====== Data shown
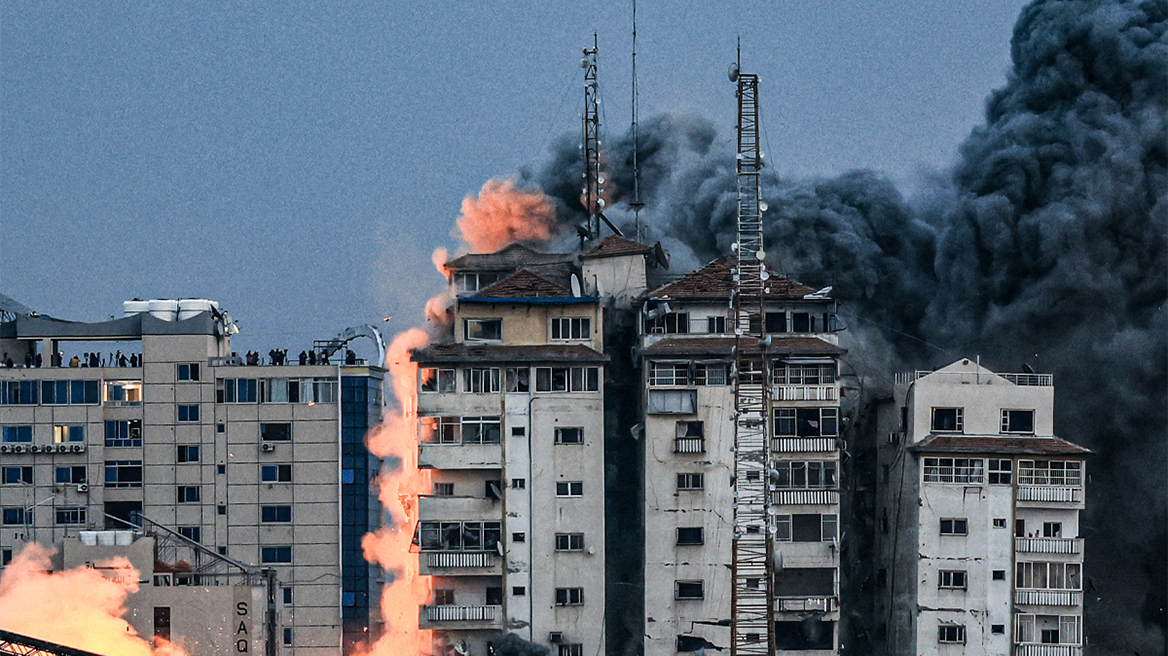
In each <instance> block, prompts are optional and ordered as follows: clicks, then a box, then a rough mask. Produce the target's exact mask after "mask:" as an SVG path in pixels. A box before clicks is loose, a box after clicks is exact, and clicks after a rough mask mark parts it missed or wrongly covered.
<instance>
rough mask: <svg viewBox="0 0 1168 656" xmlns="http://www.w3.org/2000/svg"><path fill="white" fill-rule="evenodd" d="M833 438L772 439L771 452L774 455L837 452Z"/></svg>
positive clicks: (771, 440) (771, 441) (837, 447)
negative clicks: (783, 453) (775, 453)
mask: <svg viewBox="0 0 1168 656" xmlns="http://www.w3.org/2000/svg"><path fill="white" fill-rule="evenodd" d="M837 449H839V445H837V444H836V441H835V438H774V439H772V440H771V451H773V452H776V453H802V452H829V451H837Z"/></svg>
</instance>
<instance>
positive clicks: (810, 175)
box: [0, 0, 1023, 353]
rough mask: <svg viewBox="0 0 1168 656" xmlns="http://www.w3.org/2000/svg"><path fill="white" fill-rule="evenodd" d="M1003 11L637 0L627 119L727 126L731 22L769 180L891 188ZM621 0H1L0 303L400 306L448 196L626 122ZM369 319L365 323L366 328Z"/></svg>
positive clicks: (914, 166) (994, 36)
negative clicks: (247, 0)
mask: <svg viewBox="0 0 1168 656" xmlns="http://www.w3.org/2000/svg"><path fill="white" fill-rule="evenodd" d="M1022 5H1023V2H1021V1H1018V0H1011V1H1003V2H972V1H965V0H947V1H922V2H903V1H902V2H889V1H874V2H814V4H813V2H763V1H758V2H756V1H745V0H741V1H737V2H724V4H710V2H668V4H667V2H660V1H652V0H641V1H640V2H639V4H638V18H639V20H638V44H639V46H638V50H639V53H638V74H639V88H640V113H641V117H642V119H644V118H646V117H649V116H652V114H654V113H659V112H689V113H697V114H702V116H705V117H709V118H710V119H712V120H714V121H715V123H716V124H717V125H718V127H719V131H721V135H722V138H723V139H725V140H730V139H732V137H734V134H732V130H731V126H732V125H734V112H735V103H734V86H732V85H731V84H730V83H729V81H728V79H726V78H725V70H726V65H728V64H729V63H730V61H732V60H734V57H735V47H736V40H737V39H738V37H741V39H742V44H743V61H744V67H743V68H744V69H745V70H750V71H753V72H757V74H759V75H760V76H762V78H763V91H762V110H763V127H764V148H765V149H766V151H767V155H769V159H770V161H771V163H772V166H774V167H776V168H777V169H778V170H779V172H780V173H781V174H784V175H792V176H812V175H834V174H839V173H842V172H844V170H848V169H853V168H872V169H876V170H880V172H883V173H885V174H887V175H889V176H890V177H891V179H894V180H896V181H897V182H898V183H899V184H901V186H902V189H905V190H906V191H910V190H911V189H912V188H913V187H915V184H916V183H917V181H918V180H920V174H922V173H923V172H933V170H941V169H944V168H945V167H946V166H947V165H948V163H950V162H951V160H952V159H953V158H954V155H955V148H957V146H958V145H959V144H960V141H961V140H962V139H964V138H965V135H966V134H967V133H968V131H969V130H971V128H972V127H973V126H975V125H976V124H979V123H980V121H981V117H982V109H983V102H985V97H986V95H987V93H988V92H989V91H990V90H993V89H994V88H997V86H1000V85H1002V83H1003V82H1004V78H1006V71H1007V70H1008V65H1009V37H1010V33H1011V28H1013V23H1014V20H1015V19H1016V16H1017V12H1018V9H1020V8H1021V6H1022ZM631 11H632V6H631V2H604V4H596V5H582V4H578V2H566V1H558V0H557V1H544V2H510V4H484V2H474V4H472V2H466V4H461V2H427V4H420V2H418V4H403V2H278V4H277V2H267V4H260V2H199V4H192V2H171V1H157V2H98V1H92V2H21V1H9V2H5V4H4V5H2V6H0V293H5V294H8V295H11V296H13V298H15V299H16V300H20V301H21V302H23V303H26V305H28V306H30V307H33V308H36V309H39V310H41V312H44V313H49V314H53V315H55V316H60V317H64V319H76V320H85V321H93V320H100V319H104V317H106V316H107V315H110V314H116V313H120V307H121V306H120V303H121V301H123V300H127V299H131V298H134V296H140V298H158V296H167V298H178V296H201V298H211V299H216V300H218V301H221V302H222V303H223V306H224V307H227V308H229V309H230V310H231V312H232V314H234V315H235V316H236V319H237V320H238V321H239V322H241V326H242V328H243V334H242V335H239V337H238V339H237V340H236V347H237V350H239V351H241V353H242V351H243V350H248V349H252V348H255V349H258V350H260V351H263V353H266V351H267V350H269V349H270V348H273V347H283V348H288V349H291V350H292V351H293V353H296V351H299V350H300V349H301V348H305V347H307V346H308V344H310V343H311V340H313V339H325V337H329V336H332V335H334V334H336V333H338V332H340V330H341V329H343V328H345V327H347V326H352V324H356V323H364V322H376V323H377V324H380V326H384V327H387V328H388V329H389V332H396V330H399V329H403V328H406V327H409V326H411V324H413V323H417V322H419V321H420V319H422V308H420V303H422V301H423V300H424V299H425V298H426V296H429V295H430V294H431V293H433V292H434V291H437V289H438V288H439V287H440V285H442V280H440V278H439V277H438V274H437V273H434V272H433V267H432V265H431V264H430V252H431V251H432V250H433V249H434V247H436V246H452V245H453V240H452V239H451V237H450V229H451V226H452V225H453V221H454V218H456V217H457V215H458V208H459V203H460V202H461V200H463V197H465V196H466V195H467V194H471V193H474V191H477V190H478V189H479V187H480V186H481V184H482V183H484V182H485V181H486V180H488V179H491V177H493V176H500V175H508V174H513V173H514V172H516V170H519V169H520V168H522V167H527V168H537V167H538V166H540V165H541V163H542V162H543V161H545V159H547V158H548V147H549V146H550V145H551V142H552V141H554V140H555V139H556V138H557V137H559V135H562V134H564V133H576V132H577V131H578V125H579V123H578V121H579V119H578V114H579V112H580V106H582V104H583V77H582V71H580V69H579V56H580V48H582V47H584V46H586V44H590V43H591V41H592V33H593V32H596V33H598V34H599V40H600V83H602V98H603V104H602V106H603V111H604V113H603V119H604V121H605V124H604V130H605V131H611V132H623V131H625V130H626V128H627V126H628V121H630V76H631V75H630V44H631V43H630V42H631V34H630V32H631V25H630V23H631ZM384 316H392V317H394V319H392V321H390V322H389V323H382V317H384Z"/></svg>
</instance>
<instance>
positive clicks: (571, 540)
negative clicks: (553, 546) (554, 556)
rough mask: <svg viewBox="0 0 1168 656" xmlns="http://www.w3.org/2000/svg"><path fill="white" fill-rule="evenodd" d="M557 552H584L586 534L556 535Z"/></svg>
mask: <svg viewBox="0 0 1168 656" xmlns="http://www.w3.org/2000/svg"><path fill="white" fill-rule="evenodd" d="M556 551H584V533H556Z"/></svg>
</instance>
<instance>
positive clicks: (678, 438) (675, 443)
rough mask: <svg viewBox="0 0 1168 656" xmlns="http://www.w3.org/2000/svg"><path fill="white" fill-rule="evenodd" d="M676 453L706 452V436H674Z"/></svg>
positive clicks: (674, 445) (674, 441)
mask: <svg viewBox="0 0 1168 656" xmlns="http://www.w3.org/2000/svg"><path fill="white" fill-rule="evenodd" d="M673 452H674V453H705V438H674V440H673Z"/></svg>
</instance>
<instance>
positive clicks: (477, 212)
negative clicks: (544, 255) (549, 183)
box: [458, 177, 556, 253]
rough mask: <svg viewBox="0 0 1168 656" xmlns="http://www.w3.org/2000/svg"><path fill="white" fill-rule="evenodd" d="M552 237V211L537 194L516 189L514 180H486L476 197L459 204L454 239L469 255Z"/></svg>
mask: <svg viewBox="0 0 1168 656" xmlns="http://www.w3.org/2000/svg"><path fill="white" fill-rule="evenodd" d="M555 233H556V210H555V208H552V205H551V202H550V201H549V198H548V196H545V195H544V194H543V193H542V191H538V190H524V189H516V188H515V181H514V180H507V179H498V177H496V179H492V180H488V181H487V182H486V183H485V184H484V186H482V189H481V190H480V191H479V196H478V197H474V196H467V197H466V198H464V200H463V214H461V215H460V216H459V217H458V236H459V238H461V239H463V240H464V242H465V243H466V244H467V246H468V247H470V249H471V252H475V253H491V252H494V251H498V250H499V249H501V247H503V246H506V245H508V244H512V243H514V242H530V240H537V242H547V240H548V239H550V238H551V237H554V236H555Z"/></svg>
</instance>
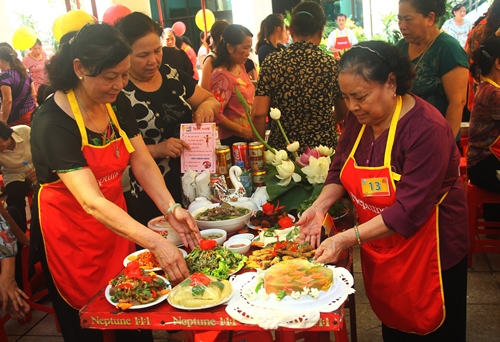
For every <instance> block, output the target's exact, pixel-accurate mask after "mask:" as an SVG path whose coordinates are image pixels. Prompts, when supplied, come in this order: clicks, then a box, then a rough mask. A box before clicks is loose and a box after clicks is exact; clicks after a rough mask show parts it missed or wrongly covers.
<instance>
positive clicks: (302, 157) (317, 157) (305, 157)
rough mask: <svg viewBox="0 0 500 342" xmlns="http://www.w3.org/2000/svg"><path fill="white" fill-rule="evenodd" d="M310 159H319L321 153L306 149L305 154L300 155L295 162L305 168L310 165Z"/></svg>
mask: <svg viewBox="0 0 500 342" xmlns="http://www.w3.org/2000/svg"><path fill="white" fill-rule="evenodd" d="M310 157H315V158H319V157H321V152H320V151H318V150H317V149H312V150H311V149H310V148H309V147H306V149H305V150H304V153H302V154H301V155H300V157H298V158H297V159H295V162H296V163H297V165H299V166H300V167H304V166H307V165H309V158H310Z"/></svg>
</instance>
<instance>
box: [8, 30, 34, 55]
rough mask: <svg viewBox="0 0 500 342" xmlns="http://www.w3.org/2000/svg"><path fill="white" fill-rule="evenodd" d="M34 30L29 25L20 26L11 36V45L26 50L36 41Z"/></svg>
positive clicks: (33, 44) (22, 49)
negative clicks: (12, 35)
mask: <svg viewBox="0 0 500 342" xmlns="http://www.w3.org/2000/svg"><path fill="white" fill-rule="evenodd" d="M36 38H37V37H36V32H35V30H33V29H32V28H31V27H28V26H22V27H20V28H18V29H17V30H16V31H15V32H14V35H13V36H12V46H13V47H14V49H16V50H26V49H29V48H31V47H33V45H35V43H36Z"/></svg>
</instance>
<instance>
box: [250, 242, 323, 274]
mask: <svg viewBox="0 0 500 342" xmlns="http://www.w3.org/2000/svg"><path fill="white" fill-rule="evenodd" d="M315 252H316V250H315V249H313V248H312V247H311V245H310V244H309V243H304V244H301V245H299V244H298V243H297V242H293V241H284V242H275V243H271V244H268V245H267V246H265V247H264V248H263V249H259V250H255V251H253V252H252V255H250V256H249V257H248V260H247V261H246V267H247V268H258V269H261V270H265V269H268V268H269V267H271V266H273V265H275V264H277V263H279V262H281V261H285V260H293V259H306V260H310V259H312V258H313V257H314V253H315Z"/></svg>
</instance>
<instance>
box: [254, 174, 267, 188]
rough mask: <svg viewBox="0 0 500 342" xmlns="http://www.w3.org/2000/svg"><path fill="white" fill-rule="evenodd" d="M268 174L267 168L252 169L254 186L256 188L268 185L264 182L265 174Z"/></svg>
mask: <svg viewBox="0 0 500 342" xmlns="http://www.w3.org/2000/svg"><path fill="white" fill-rule="evenodd" d="M265 175H266V171H265V170H260V171H252V183H253V188H254V189H256V188H258V187H259V186H264V185H266V184H265V183H264V176H265Z"/></svg>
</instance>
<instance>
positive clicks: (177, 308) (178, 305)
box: [168, 290, 234, 311]
mask: <svg viewBox="0 0 500 342" xmlns="http://www.w3.org/2000/svg"><path fill="white" fill-rule="evenodd" d="M233 292H234V290H233ZM233 292H231V294H230V295H229V296H227V297H226V298H224V300H222V301H221V302H220V303H217V304H210V305H205V306H201V307H199V308H187V307H185V306H182V305H177V304H172V303H171V302H170V300H168V304H170V305H172V306H173V307H174V308H176V309H180V310H189V311H193V310H203V309H209V308H213V307H215V306H218V305H221V304H224V303H227V302H228V301H229V300H230V299H231V298H232V297H233Z"/></svg>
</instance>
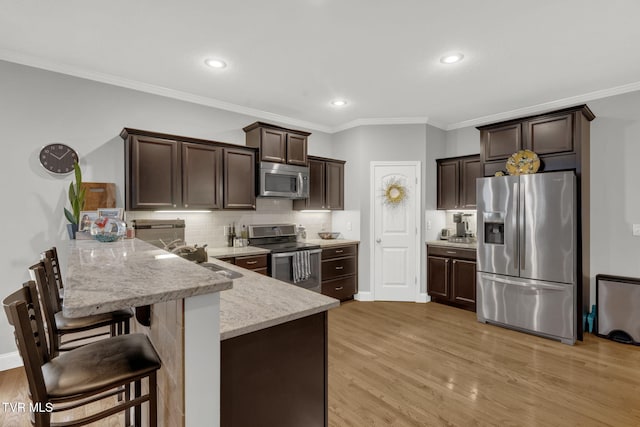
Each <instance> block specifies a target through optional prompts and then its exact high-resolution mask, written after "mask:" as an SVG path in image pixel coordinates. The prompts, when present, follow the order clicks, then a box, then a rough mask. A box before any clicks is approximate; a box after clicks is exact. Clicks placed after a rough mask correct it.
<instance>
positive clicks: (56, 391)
mask: <svg viewBox="0 0 640 427" xmlns="http://www.w3.org/2000/svg"><path fill="white" fill-rule="evenodd" d="M3 306H4V310H5V313H6V316H7V319H8V321H9V324H10V325H12V326H13V327H14V331H15V338H16V343H17V346H18V350H19V352H20V356H21V357H22V361H23V363H24V368H25V372H26V375H27V382H28V384H29V392H30V396H31V399H32V401H33V403H34V407H35V408H37V409H39V410H36V411H33V412H32V423H33V424H34V425H35V426H37V427H49V426H57V425H64V426H69V427H71V426H80V425H85V424H88V423H91V422H94V421H96V420H99V419H103V418H106V417H108V416H111V415H114V414H116V413H118V412H121V411H126V412H125V423H126V424H127V425H129V422H130V413H129V412H130V411H129V409H130V408H135V425H140V422H141V421H140V420H141V405H142V404H143V403H144V402H149V425H150V426H152V427H155V426H156V425H157V391H156V374H157V371H158V369H160V367H161V363H160V358H159V357H158V354H157V353H156V351H155V349H154V348H153V345H151V342H150V341H149V339H148V338H147V337H146V336H145V335H143V334H131V335H121V336H118V337H114V338H109V339H106V340H101V341H98V342H95V343H91V344H87V345H85V346H83V347H81V348H78V349H76V350H71V351H69V352H66V353H63V354H61V355H60V356H58V357H53V358H52V357H51V356H50V354H49V352H48V351H47V349H46V340H45V338H44V337H45V334H44V324H43V321H42V316H41V315H40V307H39V304H38V294H37V290H36V285H35V283H34V282H33V281H29V282H27V283H25V284H24V285H23V287H22V288H21V289H19V290H17V291H16V292H14V293H12V294H11V295H9V296H8V297H6V298H5V299H4V300H3ZM142 380H147V381H148V385H149V392H148V393H147V394H145V395H142V393H141V381H142ZM131 384H133V385H134V389H135V396H134V398H133V399H131V396H130V391H131ZM123 390H124V392H125V399H124V400H123V401H120V403H117V402H115V399H114V402H112V403H113V404H111V402H110V403H109V407H108V409H105V410H101V411H98V412H96V413H93V414H91V415H88V416H85V417H82V418H79V419H76V420H71V421H64V422H63V423H52V422H51V414H52V413H53V412H59V411H68V410H72V409H75V408H78V407H81V406H84V405H86V404H88V403H93V402H97V401H100V400H102V399H105V398H108V397H112V396H115V395H120V394H121V393H123Z"/></svg>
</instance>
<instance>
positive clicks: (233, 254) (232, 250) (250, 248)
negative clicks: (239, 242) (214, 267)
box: [207, 246, 269, 258]
mask: <svg viewBox="0 0 640 427" xmlns="http://www.w3.org/2000/svg"><path fill="white" fill-rule="evenodd" d="M207 253H208V254H209V256H210V257H213V258H224V257H236V256H248V255H262V254H268V253H269V249H263V248H258V247H256V246H244V247H242V248H234V247H232V246H221V247H214V248H212V247H209V246H207Z"/></svg>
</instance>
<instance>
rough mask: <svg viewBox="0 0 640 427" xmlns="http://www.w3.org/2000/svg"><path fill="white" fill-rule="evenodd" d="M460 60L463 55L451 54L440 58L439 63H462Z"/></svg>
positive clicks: (452, 53)
mask: <svg viewBox="0 0 640 427" xmlns="http://www.w3.org/2000/svg"><path fill="white" fill-rule="evenodd" d="M462 58H464V55H463V54H461V53H452V54H450V55H445V56H443V57H442V58H440V62H442V63H443V64H455V63H456V62H460V61H462Z"/></svg>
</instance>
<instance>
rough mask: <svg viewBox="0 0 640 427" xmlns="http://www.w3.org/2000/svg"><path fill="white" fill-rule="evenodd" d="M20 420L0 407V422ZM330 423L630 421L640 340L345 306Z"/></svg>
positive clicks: (121, 423) (639, 410)
mask: <svg viewBox="0 0 640 427" xmlns="http://www.w3.org/2000/svg"><path fill="white" fill-rule="evenodd" d="M0 402H26V403H27V404H28V402H29V398H28V393H27V386H26V380H25V378H24V374H23V371H22V368H20V369H14V370H10V371H5V372H0ZM29 425H30V424H29V420H28V415H25V414H11V413H5V412H4V410H3V408H0V426H12V427H13V426H16V427H22V426H25V427H26V426H29ZM95 425H99V426H116V425H122V416H120V418H118V417H111V418H110V419H109V420H108V421H106V422H100V423H96V424H95ZM329 425H330V426H331V427H348V426H354V427H365V426H366V427H369V426H441V425H443V426H474V425H477V426H491V425H495V426H578V425H580V426H615V427H620V426H638V425H640V347H634V346H628V345H623V344H618V343H614V342H612V341H608V340H604V339H600V338H597V337H594V336H592V335H589V334H587V335H586V337H585V341H584V342H579V343H578V344H576V345H575V346H573V347H571V346H567V345H564V344H560V343H557V342H555V341H551V340H547V339H543V338H538V337H534V336H530V335H526V334H522V333H518V332H514V331H510V330H507V329H503V328H499V327H496V326H490V325H483V324H480V323H478V322H477V321H476V319H475V314H474V313H470V312H467V311H463V310H459V309H455V308H450V307H447V306H444V305H440V304H435V303H428V304H413V303H391V302H350V303H346V304H343V305H342V306H341V307H340V308H337V309H334V310H331V311H330V314H329ZM167 427H172V426H167ZM268 427H269V426H268ZM273 427H277V426H273ZM301 427H304V426H301Z"/></svg>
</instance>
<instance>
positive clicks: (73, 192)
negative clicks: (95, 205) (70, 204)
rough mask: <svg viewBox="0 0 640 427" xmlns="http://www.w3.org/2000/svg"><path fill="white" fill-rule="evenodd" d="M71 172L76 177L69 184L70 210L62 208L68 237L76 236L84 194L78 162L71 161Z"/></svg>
mask: <svg viewBox="0 0 640 427" xmlns="http://www.w3.org/2000/svg"><path fill="white" fill-rule="evenodd" d="M73 172H74V174H75V177H76V182H75V185H74V183H73V182H72V183H70V184H69V202H70V203H71V211H70V210H69V209H67V208H64V216H65V217H66V218H67V221H69V224H67V232H68V233H69V238H70V239H75V238H76V232H77V231H78V224H80V212H81V211H82V210H83V209H84V195H85V189H84V188H82V171H81V170H80V165H79V164H78V162H74V163H73Z"/></svg>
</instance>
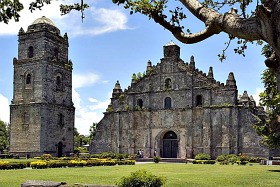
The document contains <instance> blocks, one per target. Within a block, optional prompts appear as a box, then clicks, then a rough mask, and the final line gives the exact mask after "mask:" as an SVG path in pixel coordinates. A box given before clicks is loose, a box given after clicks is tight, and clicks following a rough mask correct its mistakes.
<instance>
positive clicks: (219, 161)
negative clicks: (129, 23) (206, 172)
mask: <svg viewBox="0 0 280 187" xmlns="http://www.w3.org/2000/svg"><path fill="white" fill-rule="evenodd" d="M216 160H217V161H218V162H223V161H227V160H228V158H227V155H224V154H223V155H219V156H218V157H217V158H216Z"/></svg>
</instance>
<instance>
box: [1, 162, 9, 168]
mask: <svg viewBox="0 0 280 187" xmlns="http://www.w3.org/2000/svg"><path fill="white" fill-rule="evenodd" d="M9 166H10V163H9V162H8V161H0V169H1V170H4V169H9Z"/></svg>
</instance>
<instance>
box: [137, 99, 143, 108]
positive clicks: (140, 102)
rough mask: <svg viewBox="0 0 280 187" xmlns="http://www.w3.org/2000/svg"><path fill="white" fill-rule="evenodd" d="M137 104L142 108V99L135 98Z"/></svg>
mask: <svg viewBox="0 0 280 187" xmlns="http://www.w3.org/2000/svg"><path fill="white" fill-rule="evenodd" d="M137 106H138V107H139V108H143V100H142V99H138V100H137Z"/></svg>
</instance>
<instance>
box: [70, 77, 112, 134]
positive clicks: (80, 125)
mask: <svg viewBox="0 0 280 187" xmlns="http://www.w3.org/2000/svg"><path fill="white" fill-rule="evenodd" d="M99 81H100V78H99V76H98V75H97V74H94V73H85V74H74V75H73V90H72V99H73V102H74V106H75V108H76V111H75V127H76V128H77V129H78V132H79V133H81V134H84V135H88V134H89V128H90V126H91V125H92V123H93V122H99V121H100V120H101V119H102V118H103V112H104V111H105V110H106V108H107V106H108V104H109V103H110V99H109V98H110V95H108V99H106V100H105V101H99V100H97V99H95V98H92V97H90V98H88V101H83V100H82V97H81V95H80V93H78V91H77V90H78V88H82V87H89V86H92V85H94V84H96V83H97V82H99ZM101 83H103V81H101Z"/></svg>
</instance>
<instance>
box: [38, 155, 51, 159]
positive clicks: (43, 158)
mask: <svg viewBox="0 0 280 187" xmlns="http://www.w3.org/2000/svg"><path fill="white" fill-rule="evenodd" d="M41 159H42V160H50V159H52V155H51V154H43V155H42V156H41Z"/></svg>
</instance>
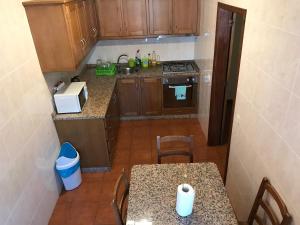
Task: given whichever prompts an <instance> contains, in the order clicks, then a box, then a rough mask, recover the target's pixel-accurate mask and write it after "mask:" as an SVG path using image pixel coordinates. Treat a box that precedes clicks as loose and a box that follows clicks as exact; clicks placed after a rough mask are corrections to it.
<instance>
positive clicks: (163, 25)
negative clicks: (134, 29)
mask: <svg viewBox="0 0 300 225" xmlns="http://www.w3.org/2000/svg"><path fill="white" fill-rule="evenodd" d="M172 1H173V0H149V31H150V34H153V35H156V34H157V35H159V34H172Z"/></svg>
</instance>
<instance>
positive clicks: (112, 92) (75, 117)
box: [52, 65, 199, 120]
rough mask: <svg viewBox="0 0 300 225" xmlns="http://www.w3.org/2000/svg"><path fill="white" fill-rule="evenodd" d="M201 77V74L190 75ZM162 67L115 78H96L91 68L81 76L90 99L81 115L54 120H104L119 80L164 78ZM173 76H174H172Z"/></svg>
mask: <svg viewBox="0 0 300 225" xmlns="http://www.w3.org/2000/svg"><path fill="white" fill-rule="evenodd" d="M190 75H199V73H198V72H197V73H194V74H189V76H190ZM162 76H163V74H162V66H161V65H157V66H155V67H149V68H147V69H141V70H140V71H138V72H134V73H133V74H130V75H124V74H120V73H118V74H116V76H113V77H109V76H108V77H106V76H102V77H96V75H95V68H89V69H87V70H86V71H85V72H83V73H82V74H81V75H80V79H81V81H86V82H87V88H88V93H89V95H88V96H89V98H88V100H87V102H86V103H85V105H84V107H83V111H82V112H81V113H67V114H57V113H53V114H52V118H53V120H76V119H102V118H105V114H106V111H107V108H108V105H109V102H110V99H111V96H112V93H113V90H114V88H115V85H116V80H117V79H124V78H137V77H162ZM170 76H173V75H170ZM164 77H168V75H164Z"/></svg>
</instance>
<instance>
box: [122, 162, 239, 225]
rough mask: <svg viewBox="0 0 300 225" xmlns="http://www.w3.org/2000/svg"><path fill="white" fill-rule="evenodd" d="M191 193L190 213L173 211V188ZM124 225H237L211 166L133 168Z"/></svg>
mask: <svg viewBox="0 0 300 225" xmlns="http://www.w3.org/2000/svg"><path fill="white" fill-rule="evenodd" d="M182 183H189V184H190V185H192V187H193V188H194V189H195V192H196V195H195V201H194V208H193V213H192V214H191V215H190V216H187V217H180V216H179V215H178V214H177V213H176V210H175V207H176V193H177V186H178V185H180V184H182ZM126 224H127V225H139V224H144V225H196V224H197V225H237V224H238V222H237V220H236V217H235V214H234V211H233V208H232V206H231V204H230V202H229V199H228V197H227V193H226V190H225V187H224V185H223V182H222V178H221V176H220V173H219V171H218V169H217V166H216V165H215V164H214V163H188V164H160V165H159V164H154V165H135V166H134V167H133V168H132V170H131V179H130V189H129V198H128V211H127V223H126Z"/></svg>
============
Work task:
Copy from the entries above each line in which the string "given" can be found.

Answer space:
The document contains <instance> blocks, one per target. Within a block, optional prompts appear as a box, then clicks, then a rough mask, and the final line gives the exact mask after "mask:" as an SVG path in pixel coordinates. A box given before clicks is loose, a box given after clicks is tight, and clicks following a rough mask correct its mistakes.
Task: given whichever prompts an <instance> contains, in the order clicks, then a box, then a rough mask, recover the target's pixel-accurate mask and write it after "mask:" as an SVG path using image pixel coordinates. Treat a box that precedes clicks as loose and a box that follows clicks as exact; clicks placed after a rough mask are corrections to it.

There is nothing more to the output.